§ YOUR TASK
For the records below, give the number of lines where the string "white" occurs. Include nothing else.

§ DATA LISTING
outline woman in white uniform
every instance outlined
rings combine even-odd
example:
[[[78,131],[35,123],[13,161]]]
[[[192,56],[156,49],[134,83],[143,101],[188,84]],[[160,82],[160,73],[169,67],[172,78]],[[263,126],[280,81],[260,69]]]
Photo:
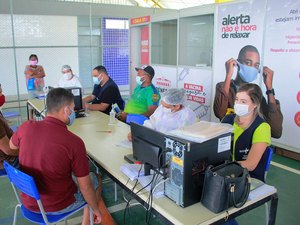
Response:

---

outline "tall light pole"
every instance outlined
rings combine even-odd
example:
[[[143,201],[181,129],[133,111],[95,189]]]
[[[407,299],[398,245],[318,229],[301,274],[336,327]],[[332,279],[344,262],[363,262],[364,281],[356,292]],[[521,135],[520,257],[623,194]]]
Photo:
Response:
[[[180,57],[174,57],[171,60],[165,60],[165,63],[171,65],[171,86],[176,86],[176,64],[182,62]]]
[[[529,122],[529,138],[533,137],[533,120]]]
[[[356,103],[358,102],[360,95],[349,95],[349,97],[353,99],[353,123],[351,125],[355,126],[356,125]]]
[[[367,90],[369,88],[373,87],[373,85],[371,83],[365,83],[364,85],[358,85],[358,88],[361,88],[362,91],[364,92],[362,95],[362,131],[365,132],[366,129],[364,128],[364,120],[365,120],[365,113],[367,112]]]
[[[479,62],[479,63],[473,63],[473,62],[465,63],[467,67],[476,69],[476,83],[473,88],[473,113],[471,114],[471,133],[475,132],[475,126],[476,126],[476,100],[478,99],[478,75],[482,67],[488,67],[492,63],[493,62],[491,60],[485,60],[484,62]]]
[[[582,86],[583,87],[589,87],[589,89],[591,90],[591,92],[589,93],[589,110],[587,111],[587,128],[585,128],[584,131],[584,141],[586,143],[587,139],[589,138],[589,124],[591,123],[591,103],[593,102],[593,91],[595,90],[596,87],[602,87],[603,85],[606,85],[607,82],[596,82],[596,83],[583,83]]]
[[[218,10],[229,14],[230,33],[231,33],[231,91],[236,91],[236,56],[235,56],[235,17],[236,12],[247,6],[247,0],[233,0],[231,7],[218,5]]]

--

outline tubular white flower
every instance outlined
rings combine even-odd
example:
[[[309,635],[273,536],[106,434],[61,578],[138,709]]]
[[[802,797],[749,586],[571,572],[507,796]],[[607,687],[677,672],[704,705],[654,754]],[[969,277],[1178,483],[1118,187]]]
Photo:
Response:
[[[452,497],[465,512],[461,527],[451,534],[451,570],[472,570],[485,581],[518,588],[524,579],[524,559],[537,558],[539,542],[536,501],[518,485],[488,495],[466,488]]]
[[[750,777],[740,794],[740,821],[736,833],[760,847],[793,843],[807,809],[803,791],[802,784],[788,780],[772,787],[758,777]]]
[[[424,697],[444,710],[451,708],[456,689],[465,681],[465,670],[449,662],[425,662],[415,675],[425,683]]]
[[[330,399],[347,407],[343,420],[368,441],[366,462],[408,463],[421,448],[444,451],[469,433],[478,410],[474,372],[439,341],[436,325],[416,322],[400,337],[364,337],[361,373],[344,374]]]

§ YOUR RESPONSE
2